**To do:** Exact copies of the lines from the start of the records through the line with "box: [239, 124, 450, 142]" are what the answer must hold; pictures are not part of it.

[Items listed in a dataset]
BEGIN

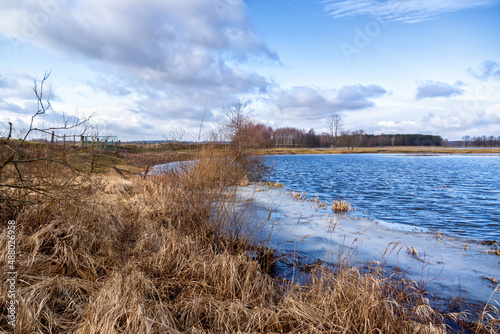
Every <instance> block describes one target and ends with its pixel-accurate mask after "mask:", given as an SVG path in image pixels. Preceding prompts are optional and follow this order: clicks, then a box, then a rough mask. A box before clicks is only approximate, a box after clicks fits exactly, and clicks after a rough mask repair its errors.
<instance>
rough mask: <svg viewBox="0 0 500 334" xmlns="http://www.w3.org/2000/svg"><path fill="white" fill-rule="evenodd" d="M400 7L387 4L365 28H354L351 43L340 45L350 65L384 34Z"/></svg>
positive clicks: (346, 42) (344, 56)
mask: <svg viewBox="0 0 500 334" xmlns="http://www.w3.org/2000/svg"><path fill="white" fill-rule="evenodd" d="M400 5H401V3H400V2H390V3H387V4H386V5H385V6H384V10H383V11H381V13H380V14H379V15H378V17H376V18H374V19H373V20H370V21H368V22H367V23H365V25H364V26H363V28H360V27H358V26H356V27H355V28H354V37H353V39H352V42H351V43H347V42H341V43H340V44H339V48H340V51H342V54H343V56H344V58H345V60H346V61H347V62H348V63H351V62H352V59H353V57H354V56H355V55H358V54H360V53H361V52H362V51H363V49H365V48H366V47H368V46H369V45H370V44H371V42H372V41H373V40H374V39H375V38H377V37H378V36H379V35H380V34H381V33H382V30H383V28H385V27H387V26H388V25H389V24H390V22H391V20H392V19H393V18H394V13H395V12H396V11H397V10H398V8H399V7H400Z"/></svg>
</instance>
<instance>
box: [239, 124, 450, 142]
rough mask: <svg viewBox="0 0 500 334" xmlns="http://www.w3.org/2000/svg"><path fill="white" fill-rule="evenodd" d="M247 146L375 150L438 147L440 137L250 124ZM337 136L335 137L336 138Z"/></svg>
mask: <svg viewBox="0 0 500 334" xmlns="http://www.w3.org/2000/svg"><path fill="white" fill-rule="evenodd" d="M242 132H243V133H244V134H243V135H242V138H244V146H247V147H256V148H257V147H339V146H341V147H348V148H353V147H376V146H441V144H442V141H443V139H442V138H441V137H440V136H434V135H422V134H382V135H374V134H367V133H365V132H364V131H363V130H357V131H348V130H347V131H341V132H339V133H338V134H337V136H335V135H333V136H332V135H331V134H330V133H326V132H323V133H316V132H315V130H314V129H310V130H308V131H306V130H304V129H298V128H294V127H282V128H277V129H273V128H271V127H270V126H266V125H264V124H261V123H253V122H249V123H248V124H247V125H246V126H245V128H244V129H243V131H242ZM335 137H336V138H335Z"/></svg>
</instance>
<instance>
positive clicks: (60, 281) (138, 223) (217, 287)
mask: <svg viewBox="0 0 500 334" xmlns="http://www.w3.org/2000/svg"><path fill="white" fill-rule="evenodd" d="M195 158H196V159H193V160H196V162H195V163H194V164H193V165H192V166H190V168H186V169H185V170H183V172H182V173H169V174H166V175H152V176H147V177H145V176H144V175H140V174H139V175H137V174H133V175H132V174H130V173H123V172H118V171H117V170H116V169H111V170H109V172H108V173H106V172H103V173H102V174H99V175H96V174H88V173H85V172H80V171H76V170H71V169H69V168H68V167H66V166H65V165H59V164H58V165H56V167H57V169H55V167H52V165H49V164H48V163H46V162H45V161H43V162H41V163H40V164H39V165H36V167H39V168H37V169H33V170H32V174H30V176H31V177H36V176H37V175H45V176H46V175H48V173H49V172H51V174H50V175H54V176H53V177H52V178H50V179H44V180H46V181H45V182H46V184H44V186H45V187H49V186H50V188H49V189H50V196H44V195H43V194H40V193H35V192H29V191H28V190H29V189H26V193H25V194H26V196H28V195H29V197H28V198H29V199H30V201H31V202H30V203H29V204H25V205H24V206H22V207H14V208H11V210H10V211H6V210H5V211H0V212H2V214H3V218H4V221H5V222H7V221H8V225H9V226H15V233H12V232H11V231H12V229H11V228H9V229H3V230H2V231H1V234H0V249H3V250H5V251H3V252H2V253H1V254H0V267H1V268H2V273H3V276H2V279H3V281H4V282H6V280H7V279H9V282H12V283H10V284H3V285H1V286H0V308H1V309H3V310H7V309H8V307H10V308H9V313H8V314H7V312H3V313H2V314H1V316H0V329H1V330H2V331H5V332H14V333H26V332H33V331H35V332H43V333H46V332H47V333H49V332H51V333H165V332H168V333H221V332H223V333H236V332H247V333H367V332H377V331H378V332H384V333H417V332H422V333H447V332H453V331H454V330H456V329H457V328H462V329H468V330H471V331H472V332H474V331H476V330H477V331H482V332H485V333H494V332H495V331H496V330H497V329H498V325H497V324H495V323H492V322H491V321H489V320H488V316H490V315H492V316H493V317H496V316H497V315H496V314H495V313H492V311H491V310H489V309H487V310H486V311H485V312H482V310H478V312H479V313H473V314H468V313H465V312H462V310H463V308H461V304H460V303H459V304H457V305H458V307H459V308H458V309H456V310H454V311H453V312H440V311H439V310H436V309H435V308H433V307H432V305H431V302H430V300H429V298H428V296H427V295H426V294H425V293H424V292H423V291H421V290H420V289H419V287H418V285H416V284H415V283H413V282H411V281H407V280H404V279H403V278H402V277H398V278H394V277H387V275H385V274H384V272H383V268H381V269H378V268H376V267H373V268H372V269H370V270H367V269H365V268H358V267H356V266H351V265H349V262H348V261H347V260H345V261H343V262H340V264H341V265H338V266H336V267H334V268H330V269H332V270H325V268H324V267H322V266H315V265H314V263H311V265H310V266H308V267H307V268H306V267H305V266H304V268H303V269H304V271H307V273H308V274H309V275H310V276H309V280H308V282H305V283H304V282H301V283H303V284H297V282H296V281H292V280H287V279H283V278H280V277H277V276H276V275H274V274H273V272H272V271H273V268H272V267H273V263H274V262H275V260H277V258H276V257H275V256H273V254H275V253H274V250H273V249H271V248H269V247H266V245H265V244H262V243H256V240H261V241H262V240H264V239H263V238H262V237H263V236H264V235H266V236H269V235H271V236H272V235H273V234H272V233H269V231H268V230H265V229H264V228H263V227H264V225H265V224H266V222H268V220H270V219H271V218H277V217H278V213H277V212H273V211H271V212H267V214H268V215H267V216H265V217H264V216H262V214H263V213H265V210H264V209H262V210H261V211H258V212H260V213H259V215H256V214H255V212H257V211H254V210H255V208H256V206H255V203H258V201H259V199H257V202H254V201H253V200H252V199H251V198H245V199H244V200H243V201H241V200H240V201H237V200H236V199H237V196H236V190H237V189H239V188H237V187H236V186H237V185H240V184H241V181H242V180H244V176H245V173H246V172H247V171H248V170H247V167H248V165H246V164H244V163H242V164H238V163H237V161H236V160H234V159H232V158H231V156H230V155H228V153H227V152H226V153H224V152H222V151H210V150H206V151H202V152H201V153H200V154H199V155H198V156H196V157H195ZM49 167H52V168H54V169H53V170H52V169H49ZM35 173H40V174H35ZM10 175H13V176H12V177H15V176H16V175H17V174H16V169H15V168H12V169H6V170H5V174H3V176H4V177H5V176H10ZM70 181H71V183H69V182H70ZM24 182H26V181H24ZM61 184H62V185H64V184H70V185H71V187H64V186H63V187H61V186H60V185H61ZM17 189H18V188H17V187H11V188H10V189H9V188H7V190H6V191H11V192H12V193H13V194H14V195H17V193H16V191H17ZM248 189H250V188H248ZM252 191H253V190H252ZM263 208H265V207H263ZM2 209H4V207H2ZM290 209H291V208H290ZM263 210H264V211H263ZM287 210H288V209H287ZM7 215H8V216H7ZM283 215H289V213H287V212H283ZM268 217H269V218H268ZM298 221H299V223H300V222H301V219H300V218H299V219H298ZM302 223H304V222H303V221H302ZM299 225H302V224H299ZM303 225H305V226H307V224H303ZM13 235H14V237H12V236H13ZM276 235H280V234H276ZM281 235H282V234H281ZM304 237H305V239H307V238H308V236H303V237H302V239H304ZM12 238H14V239H15V243H16V246H17V248H15V255H12V254H11V253H12V252H11V253H9V252H7V251H6V250H8V249H9V250H10V248H9V245H10V244H11V242H10V241H11V240H12ZM268 246H269V245H268ZM314 256H316V254H314ZM12 268H14V269H12ZM13 270H15V275H16V276H15V278H14V279H13V280H12V279H11V277H10V276H8V275H10V274H11V273H12V272H13ZM12 301H13V303H14V307H11V304H12Z"/></svg>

END

**Exercise result:**
Every <instance> block describes one target and ends with its pixel-accurate mask after "mask:", given as an SVG path in image pixels. Preceding prompts are optional and follow this order: clicks, then a box, then a rough mask. A box before clicks is only approximate, a box after clicks fits exactly, and clicks after a rough mask repair its errors.
<instance>
rough mask: <svg viewBox="0 0 500 334" xmlns="http://www.w3.org/2000/svg"><path fill="white" fill-rule="evenodd" d="M400 7L387 4L365 28H354L351 43L340 45L350 65L384 34Z"/></svg>
positive clicks: (346, 42) (344, 56)
mask: <svg viewBox="0 0 500 334" xmlns="http://www.w3.org/2000/svg"><path fill="white" fill-rule="evenodd" d="M400 5H401V3H400V2H390V3H387V4H386V5H385V6H384V10H383V11H381V13H380V14H379V15H378V17H376V18H374V19H373V20H370V21H368V22H367V23H365V25H364V26H363V28H360V27H358V26H356V27H355V28H354V37H353V39H352V42H351V43H347V42H341V43H340V44H339V48H340V51H342V54H343V56H344V58H345V60H346V61H347V62H348V63H351V62H352V59H353V57H354V56H355V55H358V54H360V53H361V52H362V51H363V49H365V48H366V47H368V46H369V45H370V44H371V42H372V41H373V40H374V39H375V38H377V37H378V36H379V35H380V34H381V33H382V30H383V28H385V27H387V26H388V25H389V24H390V22H391V20H392V19H393V18H394V13H395V12H396V11H397V10H398V8H399V7H400Z"/></svg>
</instance>
<instance>
box: [239, 124, 450, 142]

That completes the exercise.